* _What is expected_:
Starting at the line containing "Objective — one dot per instance of the yellow" and ending at the line containing "[[451, 1181]]", change "thickest" to "widest" and give only those lines again, with nothing else altered.

Lines pointing to named objects:

—————

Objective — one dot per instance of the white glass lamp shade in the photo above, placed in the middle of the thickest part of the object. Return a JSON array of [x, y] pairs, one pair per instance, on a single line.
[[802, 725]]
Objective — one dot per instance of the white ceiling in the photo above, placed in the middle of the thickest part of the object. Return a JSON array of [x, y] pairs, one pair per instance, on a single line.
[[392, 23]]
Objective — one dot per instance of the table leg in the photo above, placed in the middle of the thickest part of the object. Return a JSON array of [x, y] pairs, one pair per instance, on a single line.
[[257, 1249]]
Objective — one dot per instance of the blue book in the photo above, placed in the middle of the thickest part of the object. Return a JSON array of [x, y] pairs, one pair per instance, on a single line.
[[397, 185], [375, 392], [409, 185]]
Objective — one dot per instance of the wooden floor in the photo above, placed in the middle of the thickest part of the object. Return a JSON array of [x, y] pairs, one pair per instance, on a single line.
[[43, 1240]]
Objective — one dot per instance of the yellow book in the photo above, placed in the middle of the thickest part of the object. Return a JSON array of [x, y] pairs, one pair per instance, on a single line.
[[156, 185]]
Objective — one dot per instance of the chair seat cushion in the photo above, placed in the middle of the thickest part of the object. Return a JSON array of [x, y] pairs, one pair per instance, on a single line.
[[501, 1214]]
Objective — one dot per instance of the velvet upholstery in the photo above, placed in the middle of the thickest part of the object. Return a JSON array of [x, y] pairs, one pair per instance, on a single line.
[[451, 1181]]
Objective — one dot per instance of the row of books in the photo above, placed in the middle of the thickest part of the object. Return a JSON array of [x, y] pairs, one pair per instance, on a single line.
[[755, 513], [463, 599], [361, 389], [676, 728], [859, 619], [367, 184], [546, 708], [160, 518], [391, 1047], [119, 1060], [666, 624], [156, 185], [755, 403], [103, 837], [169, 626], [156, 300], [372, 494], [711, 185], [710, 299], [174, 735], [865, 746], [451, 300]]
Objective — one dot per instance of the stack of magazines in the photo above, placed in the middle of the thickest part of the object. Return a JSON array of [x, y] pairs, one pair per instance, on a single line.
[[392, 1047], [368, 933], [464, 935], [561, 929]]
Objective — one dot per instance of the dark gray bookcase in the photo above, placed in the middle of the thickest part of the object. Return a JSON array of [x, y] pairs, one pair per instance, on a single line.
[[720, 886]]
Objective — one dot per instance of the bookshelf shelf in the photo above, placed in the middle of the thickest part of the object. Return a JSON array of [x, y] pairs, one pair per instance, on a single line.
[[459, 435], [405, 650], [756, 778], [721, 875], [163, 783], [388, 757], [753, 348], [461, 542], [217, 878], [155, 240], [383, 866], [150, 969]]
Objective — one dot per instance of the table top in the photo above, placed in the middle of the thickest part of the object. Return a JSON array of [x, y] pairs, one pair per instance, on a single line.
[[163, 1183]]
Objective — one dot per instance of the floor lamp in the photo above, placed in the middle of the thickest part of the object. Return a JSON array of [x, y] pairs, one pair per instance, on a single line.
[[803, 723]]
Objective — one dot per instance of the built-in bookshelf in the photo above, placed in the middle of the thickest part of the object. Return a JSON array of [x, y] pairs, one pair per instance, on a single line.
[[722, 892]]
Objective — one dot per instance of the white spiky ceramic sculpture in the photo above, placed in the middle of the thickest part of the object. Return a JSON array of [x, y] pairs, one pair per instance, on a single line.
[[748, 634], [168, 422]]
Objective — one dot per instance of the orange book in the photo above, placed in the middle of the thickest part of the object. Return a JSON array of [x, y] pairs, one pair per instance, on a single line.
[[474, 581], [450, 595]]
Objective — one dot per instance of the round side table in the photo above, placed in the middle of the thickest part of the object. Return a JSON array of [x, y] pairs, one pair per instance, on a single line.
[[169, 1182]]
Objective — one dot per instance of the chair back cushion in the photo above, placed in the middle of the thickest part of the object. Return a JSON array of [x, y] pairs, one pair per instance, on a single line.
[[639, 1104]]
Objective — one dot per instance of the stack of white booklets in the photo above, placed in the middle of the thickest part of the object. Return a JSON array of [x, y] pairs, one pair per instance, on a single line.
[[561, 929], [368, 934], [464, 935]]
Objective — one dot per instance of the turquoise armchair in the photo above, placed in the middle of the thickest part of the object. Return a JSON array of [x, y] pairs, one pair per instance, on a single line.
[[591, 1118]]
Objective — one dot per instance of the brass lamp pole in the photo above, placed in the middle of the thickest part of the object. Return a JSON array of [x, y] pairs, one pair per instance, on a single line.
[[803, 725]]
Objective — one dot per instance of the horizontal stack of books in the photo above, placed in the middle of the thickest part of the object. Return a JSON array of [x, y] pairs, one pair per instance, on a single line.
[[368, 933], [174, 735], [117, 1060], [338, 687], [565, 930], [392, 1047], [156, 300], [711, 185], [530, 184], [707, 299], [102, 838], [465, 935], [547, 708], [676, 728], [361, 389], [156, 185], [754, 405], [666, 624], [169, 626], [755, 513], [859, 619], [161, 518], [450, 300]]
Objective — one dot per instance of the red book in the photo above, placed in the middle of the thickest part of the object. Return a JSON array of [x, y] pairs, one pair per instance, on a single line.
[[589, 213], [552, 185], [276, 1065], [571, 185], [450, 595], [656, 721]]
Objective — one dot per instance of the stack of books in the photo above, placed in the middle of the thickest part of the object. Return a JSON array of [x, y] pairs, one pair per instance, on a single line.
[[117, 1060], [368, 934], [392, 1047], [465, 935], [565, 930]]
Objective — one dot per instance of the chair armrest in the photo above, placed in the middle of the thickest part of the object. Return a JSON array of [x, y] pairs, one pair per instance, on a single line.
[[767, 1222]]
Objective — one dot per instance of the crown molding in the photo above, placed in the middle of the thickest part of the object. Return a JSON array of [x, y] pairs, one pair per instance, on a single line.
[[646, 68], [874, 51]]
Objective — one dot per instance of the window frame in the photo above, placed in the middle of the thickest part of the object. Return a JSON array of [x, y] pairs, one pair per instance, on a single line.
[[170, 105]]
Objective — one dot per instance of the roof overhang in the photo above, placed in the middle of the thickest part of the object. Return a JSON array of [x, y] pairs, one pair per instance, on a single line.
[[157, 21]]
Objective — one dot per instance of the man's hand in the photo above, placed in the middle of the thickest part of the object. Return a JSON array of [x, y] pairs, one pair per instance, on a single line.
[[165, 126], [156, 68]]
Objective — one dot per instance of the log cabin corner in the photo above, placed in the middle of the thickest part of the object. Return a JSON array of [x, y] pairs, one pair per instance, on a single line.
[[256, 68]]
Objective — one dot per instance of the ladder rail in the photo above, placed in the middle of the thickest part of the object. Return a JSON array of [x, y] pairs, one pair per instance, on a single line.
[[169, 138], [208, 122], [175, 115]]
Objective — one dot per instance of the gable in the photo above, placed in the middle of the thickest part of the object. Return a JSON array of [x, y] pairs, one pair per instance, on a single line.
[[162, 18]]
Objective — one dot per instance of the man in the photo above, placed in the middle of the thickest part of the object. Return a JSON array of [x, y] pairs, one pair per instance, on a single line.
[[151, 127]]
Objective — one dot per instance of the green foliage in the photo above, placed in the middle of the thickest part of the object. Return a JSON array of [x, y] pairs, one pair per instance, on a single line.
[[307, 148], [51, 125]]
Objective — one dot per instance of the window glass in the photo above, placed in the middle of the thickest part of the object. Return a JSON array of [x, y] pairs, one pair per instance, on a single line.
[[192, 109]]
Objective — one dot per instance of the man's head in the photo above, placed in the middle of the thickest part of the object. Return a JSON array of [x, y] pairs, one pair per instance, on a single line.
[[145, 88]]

—————

* _Result for this task_:
Objective — one dot per instance of the yellow book in the photo above, placed in the middle of the widest part of the object. Return a JSON array of [x, y] pairs, one pair per instance, on a single line.
[[156, 185]]
Objective — one dot per instance of the chair seat cushion in the photo above, placed in the middle of the widest part of the object. Return a JSON array of [x, y] pairs, one pair per instance, on a single line.
[[501, 1214]]
Objective — one dot per instance of the velvet upholstery in the photo above, placed in the middle of the widest part of the object. Return a JSON array of [x, y] pairs, one pair per instance, on a single line.
[[451, 1181]]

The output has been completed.